▸ Reading passage:
*** Block opens ***
By Praveen Menon
WELLINGTON, April 14 (Reuters) – New Zealand’s central bank held its official cash rate (OCR) at 0.25% in a widely expected move on Wednesday, saying it needs to observe the economic impact of new housing market measures and the return of some international tourists.
The Reserve Bank of New Zealand (RBNZ) also retained its large scale asset purchase (LSAP) programme at NZ$100 billion ($70.55 billion). The Funding for Lending Programme (FLP) operation was unchanged.
Economists in a Reuters poll had unanimously expected the RBNZ to hold rates and keep other easing tools unchanged.
The New Zealand dollar NZD= rose slightly by 0.1% to $0.7062 after the decision.
“Economic activity in New Zealand slowed over the summer months following the earlier rebound in domestic spending. Short-term data continues to be highly variable as a result of the economic impacts of COVID-19,” RBNZ said in a statement.
Business sentiment has been waning in recent months despite a remarkable rebound in economic activity after the COVID-19 lockdowns, and the economy contracted in the last quarter of 2020.
But these downsides were offset by the improving global outlook, and the return of Australian tourists to New Zealand next week through a COVID-19 ‘travel bubble’ arrangement.
The government, under pressure to cool a red-hot housing market, also introduced a raft of measures in March slugging investors with new taxes.
RBNZ said travel with Australia should support incomes and employment in the tourism sector but the net impact on overall domestic spending will be determined by the two-way nature of this travel.
It added that the dampening effect of the government’s new housing policies on house price growth, and consumer price inflation and employment, will take time to be observed.
“The Committee agreed that medium-term inflation and employment would likely remain below its remit targets in the absence of prolonged monetary stimulus,” RBNZ said in the statement.
*** Block closes ***
(Stored items from a collection)
*** Block opens ***
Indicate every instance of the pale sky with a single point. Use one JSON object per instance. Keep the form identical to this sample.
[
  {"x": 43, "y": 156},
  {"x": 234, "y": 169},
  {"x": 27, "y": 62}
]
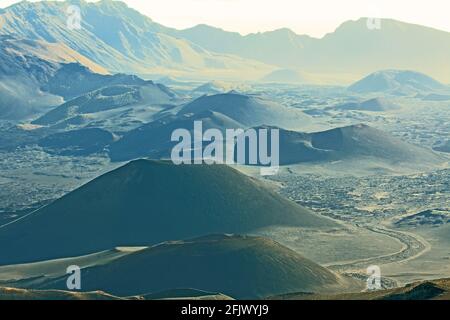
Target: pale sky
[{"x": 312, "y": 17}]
*** Block closes ***
*** Block opens ***
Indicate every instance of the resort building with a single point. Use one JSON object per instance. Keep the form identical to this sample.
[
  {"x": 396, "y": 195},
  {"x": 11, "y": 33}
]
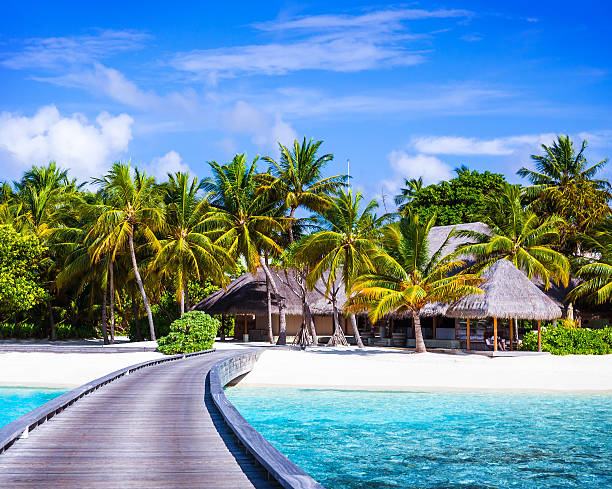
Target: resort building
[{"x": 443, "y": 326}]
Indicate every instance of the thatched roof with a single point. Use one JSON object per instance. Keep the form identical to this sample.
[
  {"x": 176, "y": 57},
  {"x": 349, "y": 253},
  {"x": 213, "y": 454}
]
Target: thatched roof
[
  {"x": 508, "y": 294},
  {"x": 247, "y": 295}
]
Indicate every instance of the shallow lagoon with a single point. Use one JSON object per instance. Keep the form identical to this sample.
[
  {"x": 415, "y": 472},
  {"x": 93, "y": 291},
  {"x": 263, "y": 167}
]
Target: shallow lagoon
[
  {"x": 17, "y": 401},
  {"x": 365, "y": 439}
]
*** Block closes ***
▸ Problem requirements:
Answer these questions from the article on New Zealand's central bank decision:
(a) At what level did the Reserve Bank of New Zealand hold its official cash rate?
(b) To what value did the New Zealand dollar rise after the decision?
(c) Through what arrangement were Australian tourists to return to New Zealand?

▸ Solution to the problem:
(a) 0.25%
(b) $0.7062
(c) A COVID-19 'travel bubble' arrangement